> [WRITTEN TASK]: Write out all of the lines below again, requests included. Multiply every coordinate in the answers by 1.2 and round to whole numbers, with halves rounded up; keep the numbers in the requests and their format samples as they are, and leave the pictures out of your answer.

> [RECORDS FOR PROCESSING]:
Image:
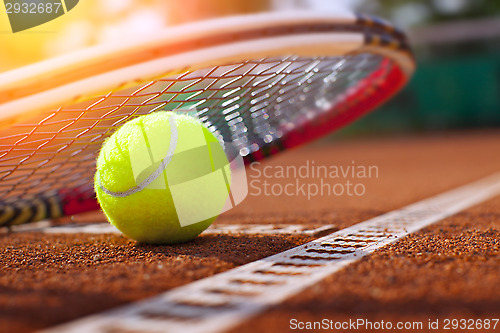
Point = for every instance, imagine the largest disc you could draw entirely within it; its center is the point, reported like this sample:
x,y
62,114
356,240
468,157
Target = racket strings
x,y
250,104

> [FULL SOLUTION]:
Image:
Point = for every instance, imagine the largest disc you could draw entirely within it; its center is the point, reported like this sample:
x,y
62,114
356,240
468,157
Target = racket strings
x,y
300,125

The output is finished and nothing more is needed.